[Selected passage Boundary: Start]

Right to Work: Overworked and Underpaid

There is a fair amount of discussion regarding the “Right to Work” initiative that is being debated in many states. In short, I have experienced this “right” firsthand. Before I taught science in Columbus City Schools, I was employed at a private, non-parochial school in Columbus, Ohio. There was no union. There was no science department. For most of the 11 years I taught there, I was the science department.

I started out with 13 preps a week. Yes, that is a “1” and a “3”. In addition to teaching 5th grade through 8th grade science I also taught drama, gymnastics, second grade math, reading, and whatever else was needed. I didn’t mind because I was happy to have a job and I was young. I started there at the age of 26. My initial contract was for $18,000 a year in 1987. However, in order to earn the full amount of my contract, I had to work summer daycare. If I only worked September to June, I got 3/4 of that amount.

I worked very hard. I taught exceptional children — and kept reassuring myself of that every time I got my paycheck. When the school expanded to have a campus in Powell, I worked half a day in Columbus and drove to Powell while I ate my lunch in the front seat of my car, hoping I had remembered to grab all of my materials. Eventually, I taught full time in Powell: chemistry, biology, environmental science, all the middle school science preps, and drama. I accomplished a lot. At the Central District Science Fair our small school went from 3 participants to 12 and all of my students passed the then NGPT.

When Columbus City Schools hired me, my income went up by $14,000 a year without having to teach summers, despite the fact that they only allowed me 5 years of credit. And I will tell you a secret. Before the private school, I taught for two years in Miamisburg City Schools where we had the choice of opting out of paying union dues. I did take that option because I didn’t think that I needed other teachers to negotiate for me. I was wrong. I learned, the hard way, that teachers need each other. I learned that we have to fight for our rights, as I stood on the statehouse lawn several times demonstrating against SB5.

“Right to Work” puts us against each other. At the private school, we were warned NOT to tell other teachers what we made for an income. I would rather have my colleagues in my corner. And I don’t think I am any less accomplished now with a reasonable schedule and the right to be heard and treated fairly.

[Selected passage Boundary: End]
[Recorded data Boundary: Start]

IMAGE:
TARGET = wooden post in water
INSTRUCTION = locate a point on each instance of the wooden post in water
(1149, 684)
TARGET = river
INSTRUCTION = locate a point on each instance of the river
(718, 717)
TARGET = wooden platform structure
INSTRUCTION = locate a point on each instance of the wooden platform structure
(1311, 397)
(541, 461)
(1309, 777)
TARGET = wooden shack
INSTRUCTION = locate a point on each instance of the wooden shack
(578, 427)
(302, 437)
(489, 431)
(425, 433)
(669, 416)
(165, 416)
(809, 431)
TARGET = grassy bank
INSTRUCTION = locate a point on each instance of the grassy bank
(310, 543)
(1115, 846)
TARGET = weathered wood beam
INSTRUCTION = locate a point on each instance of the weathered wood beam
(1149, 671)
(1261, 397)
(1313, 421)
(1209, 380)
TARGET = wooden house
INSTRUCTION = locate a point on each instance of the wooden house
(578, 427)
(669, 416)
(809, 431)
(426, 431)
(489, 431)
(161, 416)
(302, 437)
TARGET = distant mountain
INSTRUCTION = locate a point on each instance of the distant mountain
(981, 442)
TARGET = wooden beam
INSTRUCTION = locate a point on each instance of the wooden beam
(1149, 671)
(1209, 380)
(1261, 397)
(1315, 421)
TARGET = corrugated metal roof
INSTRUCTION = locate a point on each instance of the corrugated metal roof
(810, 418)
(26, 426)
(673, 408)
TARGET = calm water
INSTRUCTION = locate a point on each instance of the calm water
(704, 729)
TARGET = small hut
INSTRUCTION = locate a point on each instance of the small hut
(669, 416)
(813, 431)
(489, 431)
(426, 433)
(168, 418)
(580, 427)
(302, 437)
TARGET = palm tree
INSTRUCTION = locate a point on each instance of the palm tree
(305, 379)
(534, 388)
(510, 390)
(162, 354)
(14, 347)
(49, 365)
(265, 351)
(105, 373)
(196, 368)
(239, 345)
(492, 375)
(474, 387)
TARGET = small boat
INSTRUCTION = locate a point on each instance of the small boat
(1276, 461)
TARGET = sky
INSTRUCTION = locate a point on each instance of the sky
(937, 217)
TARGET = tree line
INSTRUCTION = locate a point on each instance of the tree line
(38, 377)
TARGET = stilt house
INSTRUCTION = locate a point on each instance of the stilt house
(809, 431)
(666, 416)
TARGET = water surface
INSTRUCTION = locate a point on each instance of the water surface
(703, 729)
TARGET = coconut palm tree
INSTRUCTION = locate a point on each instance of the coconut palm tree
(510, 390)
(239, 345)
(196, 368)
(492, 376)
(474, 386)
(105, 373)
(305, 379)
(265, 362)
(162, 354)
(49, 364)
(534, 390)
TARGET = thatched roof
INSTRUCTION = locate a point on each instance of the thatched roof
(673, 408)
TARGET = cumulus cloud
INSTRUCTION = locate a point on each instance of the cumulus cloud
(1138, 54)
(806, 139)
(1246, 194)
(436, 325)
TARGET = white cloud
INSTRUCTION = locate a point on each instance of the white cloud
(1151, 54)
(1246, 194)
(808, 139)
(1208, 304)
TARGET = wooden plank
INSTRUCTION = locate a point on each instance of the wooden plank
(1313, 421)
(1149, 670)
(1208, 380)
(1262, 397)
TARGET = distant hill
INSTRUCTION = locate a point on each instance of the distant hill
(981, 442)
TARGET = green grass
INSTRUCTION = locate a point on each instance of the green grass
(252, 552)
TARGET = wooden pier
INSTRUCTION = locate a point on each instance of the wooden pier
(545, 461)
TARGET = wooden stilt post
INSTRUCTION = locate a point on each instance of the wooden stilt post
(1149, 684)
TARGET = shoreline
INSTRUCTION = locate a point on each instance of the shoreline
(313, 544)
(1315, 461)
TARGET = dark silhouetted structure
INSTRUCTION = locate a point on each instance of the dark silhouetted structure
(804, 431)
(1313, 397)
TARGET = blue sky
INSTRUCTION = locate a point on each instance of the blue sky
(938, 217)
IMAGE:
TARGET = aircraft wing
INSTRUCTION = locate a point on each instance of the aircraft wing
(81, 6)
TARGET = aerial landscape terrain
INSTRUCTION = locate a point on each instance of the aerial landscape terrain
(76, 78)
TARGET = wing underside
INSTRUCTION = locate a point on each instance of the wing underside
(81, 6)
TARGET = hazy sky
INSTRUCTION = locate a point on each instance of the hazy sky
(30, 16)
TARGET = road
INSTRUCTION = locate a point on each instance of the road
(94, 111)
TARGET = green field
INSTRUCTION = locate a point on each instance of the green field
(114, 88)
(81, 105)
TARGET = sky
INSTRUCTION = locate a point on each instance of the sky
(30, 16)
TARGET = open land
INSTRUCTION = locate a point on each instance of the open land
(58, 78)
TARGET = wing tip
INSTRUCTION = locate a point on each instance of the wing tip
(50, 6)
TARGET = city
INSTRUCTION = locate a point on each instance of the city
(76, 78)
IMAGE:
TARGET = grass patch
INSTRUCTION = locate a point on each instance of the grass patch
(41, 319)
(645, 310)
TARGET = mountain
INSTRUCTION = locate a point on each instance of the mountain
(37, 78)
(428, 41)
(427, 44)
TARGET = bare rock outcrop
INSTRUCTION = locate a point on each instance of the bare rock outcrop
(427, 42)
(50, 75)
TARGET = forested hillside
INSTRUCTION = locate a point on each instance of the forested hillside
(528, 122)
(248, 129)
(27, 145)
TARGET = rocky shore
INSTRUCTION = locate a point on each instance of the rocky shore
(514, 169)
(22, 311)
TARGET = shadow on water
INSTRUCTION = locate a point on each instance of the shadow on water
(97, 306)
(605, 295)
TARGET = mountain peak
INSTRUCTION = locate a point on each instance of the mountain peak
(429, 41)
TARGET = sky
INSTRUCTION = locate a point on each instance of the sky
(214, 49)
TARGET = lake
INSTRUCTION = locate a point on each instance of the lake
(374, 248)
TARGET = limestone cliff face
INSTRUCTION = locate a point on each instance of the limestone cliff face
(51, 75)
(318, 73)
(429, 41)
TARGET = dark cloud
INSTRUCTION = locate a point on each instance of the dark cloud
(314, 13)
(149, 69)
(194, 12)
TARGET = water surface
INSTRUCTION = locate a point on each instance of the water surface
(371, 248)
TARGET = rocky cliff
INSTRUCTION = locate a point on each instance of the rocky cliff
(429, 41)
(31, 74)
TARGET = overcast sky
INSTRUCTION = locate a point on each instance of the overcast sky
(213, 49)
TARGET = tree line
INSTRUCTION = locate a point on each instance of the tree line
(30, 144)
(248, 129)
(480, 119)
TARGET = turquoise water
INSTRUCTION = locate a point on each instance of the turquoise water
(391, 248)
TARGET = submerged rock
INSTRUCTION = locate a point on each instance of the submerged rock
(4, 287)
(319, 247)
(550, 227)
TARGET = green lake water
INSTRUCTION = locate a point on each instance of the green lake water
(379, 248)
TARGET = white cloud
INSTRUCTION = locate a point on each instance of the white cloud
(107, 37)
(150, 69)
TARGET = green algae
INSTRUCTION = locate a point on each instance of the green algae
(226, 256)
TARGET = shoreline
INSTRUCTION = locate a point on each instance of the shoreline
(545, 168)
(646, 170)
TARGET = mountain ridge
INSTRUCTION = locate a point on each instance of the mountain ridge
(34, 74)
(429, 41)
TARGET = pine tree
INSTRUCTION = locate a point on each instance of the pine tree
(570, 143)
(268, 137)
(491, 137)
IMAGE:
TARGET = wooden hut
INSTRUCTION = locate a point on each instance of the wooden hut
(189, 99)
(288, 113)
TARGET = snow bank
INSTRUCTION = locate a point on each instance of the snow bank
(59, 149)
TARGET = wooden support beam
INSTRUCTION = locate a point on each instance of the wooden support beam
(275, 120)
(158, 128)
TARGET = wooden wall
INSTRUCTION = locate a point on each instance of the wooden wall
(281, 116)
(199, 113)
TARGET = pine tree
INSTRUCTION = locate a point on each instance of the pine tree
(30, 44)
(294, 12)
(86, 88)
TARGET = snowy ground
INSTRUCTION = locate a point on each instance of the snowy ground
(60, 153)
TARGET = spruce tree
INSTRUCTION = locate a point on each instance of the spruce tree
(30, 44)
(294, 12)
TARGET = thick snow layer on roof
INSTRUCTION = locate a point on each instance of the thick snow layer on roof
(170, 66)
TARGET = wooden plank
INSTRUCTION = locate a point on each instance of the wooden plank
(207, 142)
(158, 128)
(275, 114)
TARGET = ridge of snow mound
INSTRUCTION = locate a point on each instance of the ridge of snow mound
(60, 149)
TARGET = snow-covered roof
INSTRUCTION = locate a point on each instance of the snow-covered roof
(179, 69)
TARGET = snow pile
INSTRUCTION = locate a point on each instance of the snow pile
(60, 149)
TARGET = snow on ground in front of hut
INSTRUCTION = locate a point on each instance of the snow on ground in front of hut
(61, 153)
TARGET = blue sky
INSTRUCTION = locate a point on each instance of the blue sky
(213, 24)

[Recorded data Boundary: End]

### Work instruction A:
In the essay about Right to Work, how many preps a week did the writer start out with at the private school?
### Work instruction B:
Reproduce word for word the part of the essay about Right to Work that runs from "I worked very" down to "the then NGPT.".
The rows have no connection to the essay about Right to Work.

### Answer space A:
13 preps a week.

### Answer space B:
I worked very hard. I taught exceptional children — and kept reassuring myself of that every time I got my paycheck. When the school expanded to have a campus in Powell, I worked half a day in Columbus and drove to Powell while I ate my lunch in the front seat of my car, hoping I had remembered to grab all of my materials. Eventually, I taught full time in Powell: chemistry, biology, environmental science, all the middle school science preps, and drama. I accomplished a lot. At the Central District Science Fair our small school went from 3 participants to 12 and all of my students passed the then NGPT.